Material supplied
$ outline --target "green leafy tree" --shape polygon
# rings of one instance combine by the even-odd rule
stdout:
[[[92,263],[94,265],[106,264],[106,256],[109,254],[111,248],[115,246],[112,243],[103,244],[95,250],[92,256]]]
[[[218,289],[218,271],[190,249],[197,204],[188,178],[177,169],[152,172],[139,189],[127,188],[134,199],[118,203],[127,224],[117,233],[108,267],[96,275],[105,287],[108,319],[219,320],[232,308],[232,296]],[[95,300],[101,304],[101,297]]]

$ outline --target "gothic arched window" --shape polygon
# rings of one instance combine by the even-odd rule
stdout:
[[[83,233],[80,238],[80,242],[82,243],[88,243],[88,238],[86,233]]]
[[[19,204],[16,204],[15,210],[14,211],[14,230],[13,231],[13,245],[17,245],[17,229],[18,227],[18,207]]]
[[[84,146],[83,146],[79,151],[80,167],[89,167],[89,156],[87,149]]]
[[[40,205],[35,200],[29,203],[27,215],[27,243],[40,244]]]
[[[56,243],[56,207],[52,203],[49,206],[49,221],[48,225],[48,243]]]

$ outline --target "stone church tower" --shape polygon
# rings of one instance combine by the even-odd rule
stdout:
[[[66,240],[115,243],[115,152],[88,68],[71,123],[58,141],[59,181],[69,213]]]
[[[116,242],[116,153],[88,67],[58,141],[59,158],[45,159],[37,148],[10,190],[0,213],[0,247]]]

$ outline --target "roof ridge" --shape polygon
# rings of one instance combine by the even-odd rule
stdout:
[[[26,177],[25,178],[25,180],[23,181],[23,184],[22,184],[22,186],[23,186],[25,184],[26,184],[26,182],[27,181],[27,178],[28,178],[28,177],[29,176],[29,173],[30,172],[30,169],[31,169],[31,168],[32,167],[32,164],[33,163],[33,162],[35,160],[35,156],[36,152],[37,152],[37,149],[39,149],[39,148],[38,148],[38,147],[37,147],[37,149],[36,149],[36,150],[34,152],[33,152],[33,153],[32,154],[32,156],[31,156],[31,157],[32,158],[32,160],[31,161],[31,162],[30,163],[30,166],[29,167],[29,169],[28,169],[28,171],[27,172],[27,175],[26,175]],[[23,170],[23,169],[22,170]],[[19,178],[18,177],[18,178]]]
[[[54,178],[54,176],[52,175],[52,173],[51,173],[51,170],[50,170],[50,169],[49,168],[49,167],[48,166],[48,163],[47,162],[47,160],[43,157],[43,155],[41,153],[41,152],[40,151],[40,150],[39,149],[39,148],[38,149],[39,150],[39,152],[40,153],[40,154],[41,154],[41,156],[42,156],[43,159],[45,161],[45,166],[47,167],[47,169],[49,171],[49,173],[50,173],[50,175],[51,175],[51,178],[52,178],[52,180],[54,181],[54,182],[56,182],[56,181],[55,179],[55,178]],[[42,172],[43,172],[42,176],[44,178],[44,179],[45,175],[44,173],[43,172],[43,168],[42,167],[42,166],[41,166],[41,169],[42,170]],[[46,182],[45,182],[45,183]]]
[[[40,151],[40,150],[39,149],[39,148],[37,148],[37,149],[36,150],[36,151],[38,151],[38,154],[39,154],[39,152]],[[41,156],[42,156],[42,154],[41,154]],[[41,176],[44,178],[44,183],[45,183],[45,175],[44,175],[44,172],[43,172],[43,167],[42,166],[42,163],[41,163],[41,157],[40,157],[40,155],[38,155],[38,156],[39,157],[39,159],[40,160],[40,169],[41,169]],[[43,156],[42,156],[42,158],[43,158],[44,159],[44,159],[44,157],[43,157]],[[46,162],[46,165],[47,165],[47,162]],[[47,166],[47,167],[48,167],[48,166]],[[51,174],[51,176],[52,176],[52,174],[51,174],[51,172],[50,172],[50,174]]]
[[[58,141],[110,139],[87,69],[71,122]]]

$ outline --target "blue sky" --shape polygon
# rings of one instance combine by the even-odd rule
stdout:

Set exercise
Please find every line in the records that contains the string "outline" and copy each of those lines in full, treating uppercase and lowercase as different.

Correct answer
$ outline --target "green leafy tree" --shape polygon
$ outline --target "gothic arched window" --shape polygon
$ outline --target "stone church tower" --shape polygon
$ outline --target "roof ridge" --shape polygon
$ outline --target "blue sky" --shape polygon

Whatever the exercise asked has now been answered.